§ EXTRAIT CITÉ
=-=-=
Notre-Dame est la plus ancienne église de Paris : seuls les chœurs de Saint-Martin des Champs et de Saint-Pierre de Montmartre, déjà un peu gothiques l’un et l'autre, ont été construits avant elle, ainsi que la tour romane de saint-Germain des Prés. Saint-Julien-le-Pauvre lui est contemporaine.

Pas d'église romane à Paris ! D'une part les XIIe et XIIIe siècles y ont été une période de si intense créativité que toutes les constructions précédentes ont été détruites pour lui laisser place, et qu'il n'en reste rien.

D'autre part le nouveau style gothique a régné à Paris très tôt alors qu'on construisait ailleurs encore en roman. N'en donnons qu'un seul exemple : alors que l'on édifiait Notre-Dame dans le gothique magnifique, on posait en Provence la première pierre dans le pur style roman tranquille et souriant, des trois belles abbayes du Thoronet, de Silvacane et de Sénanque.

Notre-Dame fut commencée en 1163 sous le règne de Louis VII. Le royaume de France était minuscule à cette époque : l'Ile-de­France, Orléans, un peu du Berry. On venait de perdre l'Aquitaine, passée aux Anglais lorsque Aliénor (d'Aquitaine) que Louis VII avait répudiée s'était remariée à Henri II Plantagenêt.
=-=-=
§ DONNÉES FOURNIES
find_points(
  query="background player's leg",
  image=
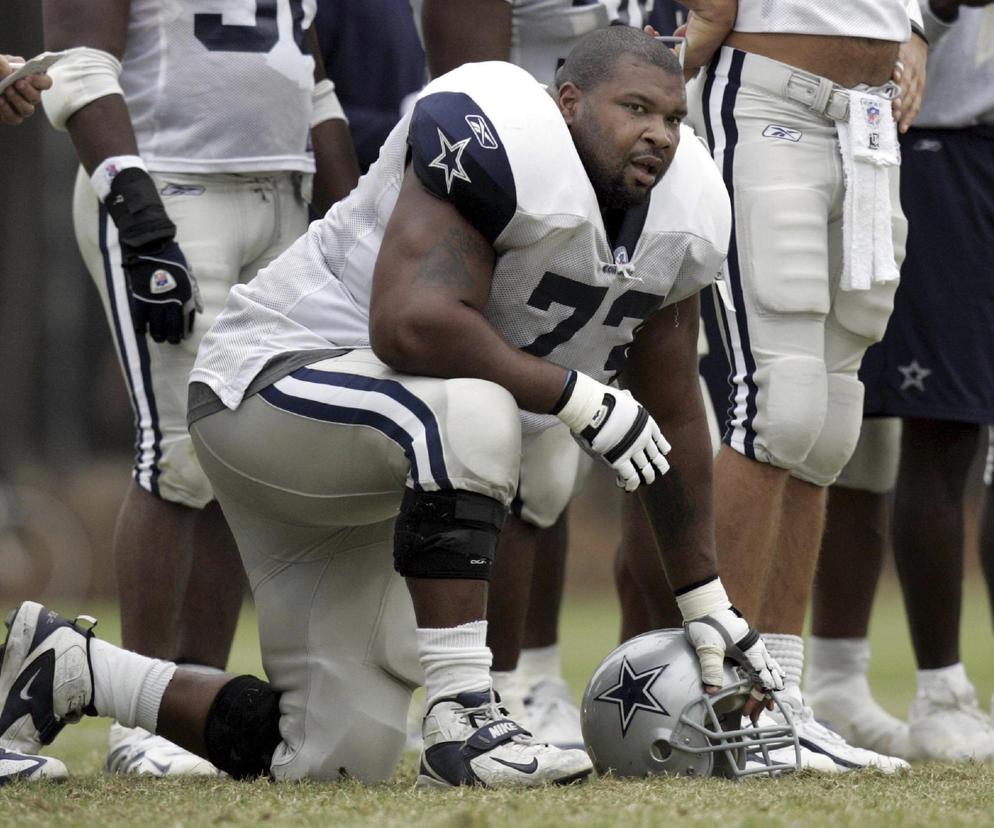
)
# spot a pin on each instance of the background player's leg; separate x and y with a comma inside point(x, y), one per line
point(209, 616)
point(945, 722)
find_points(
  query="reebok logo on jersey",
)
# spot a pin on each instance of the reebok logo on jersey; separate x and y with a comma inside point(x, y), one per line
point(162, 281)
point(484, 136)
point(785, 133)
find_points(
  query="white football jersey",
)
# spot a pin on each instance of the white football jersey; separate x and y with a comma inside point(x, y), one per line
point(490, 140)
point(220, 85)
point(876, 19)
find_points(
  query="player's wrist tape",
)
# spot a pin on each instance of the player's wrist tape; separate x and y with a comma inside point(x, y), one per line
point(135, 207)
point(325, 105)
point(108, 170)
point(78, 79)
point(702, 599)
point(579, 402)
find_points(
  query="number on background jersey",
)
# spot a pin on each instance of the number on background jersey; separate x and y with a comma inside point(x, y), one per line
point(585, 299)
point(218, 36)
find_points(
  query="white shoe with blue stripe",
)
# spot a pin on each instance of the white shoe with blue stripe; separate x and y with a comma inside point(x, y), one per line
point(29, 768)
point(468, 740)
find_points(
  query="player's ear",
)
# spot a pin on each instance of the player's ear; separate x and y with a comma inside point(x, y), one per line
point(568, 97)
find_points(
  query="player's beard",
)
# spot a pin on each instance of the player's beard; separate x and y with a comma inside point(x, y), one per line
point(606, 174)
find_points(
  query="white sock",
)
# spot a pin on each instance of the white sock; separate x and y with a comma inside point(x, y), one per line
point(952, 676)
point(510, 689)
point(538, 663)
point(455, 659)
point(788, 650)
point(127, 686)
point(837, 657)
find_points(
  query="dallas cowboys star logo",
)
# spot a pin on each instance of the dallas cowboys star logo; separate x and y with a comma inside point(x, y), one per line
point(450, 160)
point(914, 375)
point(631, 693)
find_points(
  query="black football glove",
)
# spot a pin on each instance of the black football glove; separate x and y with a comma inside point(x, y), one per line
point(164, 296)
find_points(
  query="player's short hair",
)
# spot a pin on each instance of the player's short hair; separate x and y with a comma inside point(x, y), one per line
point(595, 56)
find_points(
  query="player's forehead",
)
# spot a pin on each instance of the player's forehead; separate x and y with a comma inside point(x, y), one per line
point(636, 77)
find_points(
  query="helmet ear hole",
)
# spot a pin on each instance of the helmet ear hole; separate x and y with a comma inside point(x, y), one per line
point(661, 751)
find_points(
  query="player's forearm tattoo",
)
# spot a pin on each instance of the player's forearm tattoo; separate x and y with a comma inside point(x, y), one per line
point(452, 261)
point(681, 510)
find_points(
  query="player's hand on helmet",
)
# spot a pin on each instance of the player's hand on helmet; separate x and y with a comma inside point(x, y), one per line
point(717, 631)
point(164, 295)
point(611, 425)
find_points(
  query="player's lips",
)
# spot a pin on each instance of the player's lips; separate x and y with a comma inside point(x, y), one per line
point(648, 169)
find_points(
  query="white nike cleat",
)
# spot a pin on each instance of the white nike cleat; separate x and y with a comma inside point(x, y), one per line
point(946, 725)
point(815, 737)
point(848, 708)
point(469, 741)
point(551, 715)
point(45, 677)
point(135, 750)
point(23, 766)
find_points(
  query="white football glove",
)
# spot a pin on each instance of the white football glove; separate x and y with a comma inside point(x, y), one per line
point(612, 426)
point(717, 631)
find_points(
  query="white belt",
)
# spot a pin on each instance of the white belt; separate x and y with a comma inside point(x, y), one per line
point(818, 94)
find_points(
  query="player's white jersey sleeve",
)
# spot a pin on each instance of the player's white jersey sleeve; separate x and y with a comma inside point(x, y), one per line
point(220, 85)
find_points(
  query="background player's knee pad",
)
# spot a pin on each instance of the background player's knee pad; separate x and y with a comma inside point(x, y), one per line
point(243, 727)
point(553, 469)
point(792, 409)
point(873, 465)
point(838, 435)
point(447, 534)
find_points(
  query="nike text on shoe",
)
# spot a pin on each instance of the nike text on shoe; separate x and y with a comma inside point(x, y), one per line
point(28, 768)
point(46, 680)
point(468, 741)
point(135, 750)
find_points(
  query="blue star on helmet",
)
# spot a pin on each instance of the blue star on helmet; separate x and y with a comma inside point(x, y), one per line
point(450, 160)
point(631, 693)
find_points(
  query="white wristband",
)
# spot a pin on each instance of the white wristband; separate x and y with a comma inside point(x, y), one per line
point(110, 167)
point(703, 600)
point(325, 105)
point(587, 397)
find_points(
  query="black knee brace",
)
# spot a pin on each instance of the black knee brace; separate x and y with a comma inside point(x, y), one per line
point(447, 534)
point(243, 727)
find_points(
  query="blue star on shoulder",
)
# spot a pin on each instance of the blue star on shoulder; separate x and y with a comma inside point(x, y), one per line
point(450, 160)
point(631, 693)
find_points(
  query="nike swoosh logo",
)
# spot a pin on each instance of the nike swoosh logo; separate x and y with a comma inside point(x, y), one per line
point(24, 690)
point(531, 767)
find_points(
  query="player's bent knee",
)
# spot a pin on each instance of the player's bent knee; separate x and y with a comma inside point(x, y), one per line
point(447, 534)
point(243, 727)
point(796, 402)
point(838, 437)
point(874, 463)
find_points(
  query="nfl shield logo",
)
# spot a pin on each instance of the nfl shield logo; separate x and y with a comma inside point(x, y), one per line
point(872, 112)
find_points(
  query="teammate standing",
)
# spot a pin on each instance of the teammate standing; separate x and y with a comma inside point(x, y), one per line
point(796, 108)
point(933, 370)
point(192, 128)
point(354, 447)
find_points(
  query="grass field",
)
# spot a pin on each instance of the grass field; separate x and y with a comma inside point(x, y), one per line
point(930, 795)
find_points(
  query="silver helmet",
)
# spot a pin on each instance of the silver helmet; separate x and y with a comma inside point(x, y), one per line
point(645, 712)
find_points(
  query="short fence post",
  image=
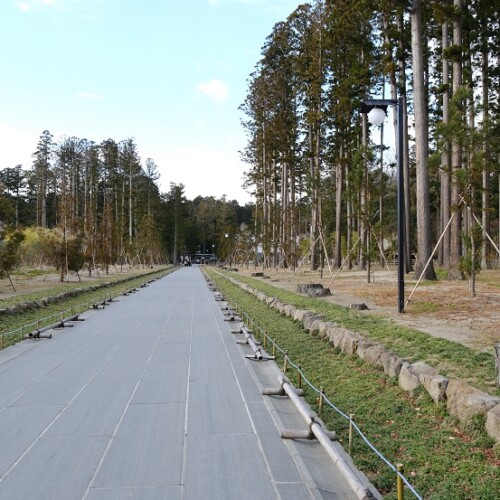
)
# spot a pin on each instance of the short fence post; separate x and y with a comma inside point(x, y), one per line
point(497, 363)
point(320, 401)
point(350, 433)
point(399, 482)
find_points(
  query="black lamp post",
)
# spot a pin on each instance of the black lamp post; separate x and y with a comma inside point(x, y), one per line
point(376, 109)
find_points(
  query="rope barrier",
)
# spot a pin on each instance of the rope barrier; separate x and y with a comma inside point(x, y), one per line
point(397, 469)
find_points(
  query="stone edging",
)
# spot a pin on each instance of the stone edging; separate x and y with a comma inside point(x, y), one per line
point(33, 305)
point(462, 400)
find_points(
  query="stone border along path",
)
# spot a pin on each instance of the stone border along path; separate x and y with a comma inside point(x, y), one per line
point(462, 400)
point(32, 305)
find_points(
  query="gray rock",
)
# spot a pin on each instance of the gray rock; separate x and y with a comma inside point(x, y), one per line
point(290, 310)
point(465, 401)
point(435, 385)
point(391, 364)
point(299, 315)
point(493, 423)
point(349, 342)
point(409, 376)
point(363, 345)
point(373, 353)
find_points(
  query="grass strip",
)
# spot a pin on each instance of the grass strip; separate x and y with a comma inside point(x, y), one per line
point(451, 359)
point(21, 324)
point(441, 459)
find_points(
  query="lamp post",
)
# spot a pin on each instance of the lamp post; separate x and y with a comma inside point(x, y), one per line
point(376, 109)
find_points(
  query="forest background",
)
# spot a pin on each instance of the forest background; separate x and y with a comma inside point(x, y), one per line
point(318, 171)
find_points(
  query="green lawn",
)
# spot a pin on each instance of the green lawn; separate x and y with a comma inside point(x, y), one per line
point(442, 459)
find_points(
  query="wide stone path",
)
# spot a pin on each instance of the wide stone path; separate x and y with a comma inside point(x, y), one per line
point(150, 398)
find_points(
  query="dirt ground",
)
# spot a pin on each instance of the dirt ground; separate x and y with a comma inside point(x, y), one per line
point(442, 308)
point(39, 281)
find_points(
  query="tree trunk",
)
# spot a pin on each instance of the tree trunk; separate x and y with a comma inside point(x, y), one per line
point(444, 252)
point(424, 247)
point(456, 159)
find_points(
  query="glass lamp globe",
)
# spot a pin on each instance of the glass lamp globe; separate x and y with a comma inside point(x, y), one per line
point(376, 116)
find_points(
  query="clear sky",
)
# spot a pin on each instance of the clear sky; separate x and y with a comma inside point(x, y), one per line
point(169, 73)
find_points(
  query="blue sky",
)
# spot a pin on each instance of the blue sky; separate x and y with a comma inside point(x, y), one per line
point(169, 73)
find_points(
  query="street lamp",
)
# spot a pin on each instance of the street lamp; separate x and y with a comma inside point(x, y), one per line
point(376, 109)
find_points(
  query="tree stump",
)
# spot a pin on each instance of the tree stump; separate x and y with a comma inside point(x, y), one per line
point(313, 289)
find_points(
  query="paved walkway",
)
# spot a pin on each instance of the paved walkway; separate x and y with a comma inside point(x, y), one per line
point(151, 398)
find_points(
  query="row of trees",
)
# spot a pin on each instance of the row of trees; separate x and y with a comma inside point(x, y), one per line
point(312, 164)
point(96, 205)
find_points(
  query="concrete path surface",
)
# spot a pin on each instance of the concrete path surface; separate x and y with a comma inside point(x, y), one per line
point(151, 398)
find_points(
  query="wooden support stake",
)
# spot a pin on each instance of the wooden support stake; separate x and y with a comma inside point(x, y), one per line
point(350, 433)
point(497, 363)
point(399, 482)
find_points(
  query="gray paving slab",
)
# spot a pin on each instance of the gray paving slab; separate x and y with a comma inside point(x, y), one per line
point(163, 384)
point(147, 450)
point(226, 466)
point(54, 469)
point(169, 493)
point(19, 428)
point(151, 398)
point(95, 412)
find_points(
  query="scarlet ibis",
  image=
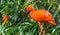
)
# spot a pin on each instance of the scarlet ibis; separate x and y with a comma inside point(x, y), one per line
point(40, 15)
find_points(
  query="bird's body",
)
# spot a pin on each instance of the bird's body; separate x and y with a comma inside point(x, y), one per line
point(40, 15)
=-=-=
§ CONSIGNES
A – Dressez la liste des abbayes de Provence nommées dans l'extrait sur Notre-Dame.
B – D'après l'extrait sur Notre-Dame, en quelle année la construction de la cathédrale a-t-elle commencé ?
C – Recopiez à l'identique le passage de l'extrait sur Notre-Dame qui commence par « D'autre part le » et se termine par « et de Sénanque. ».
Servez-vous seulement de l'extrait pour répondre.

§ RÉPONSES PAR CONSIGNE
A – Le Thoronet, Silvacane, Sénanque

B – En 1163.

C –
D'autre part le nouveau style gothique a régné à Paris très tôt alors qu'on construisait ailleurs encore en roman. N'en donnons qu'un seul exemple : alors que l'on édifiait Notre-Dame dans le gothique magnifique, on posait en Provence la première pierre dans le pur style roman tranquille et souriant, des trois belles abbayes du Thoronet, de Silvacane et de Sénanque.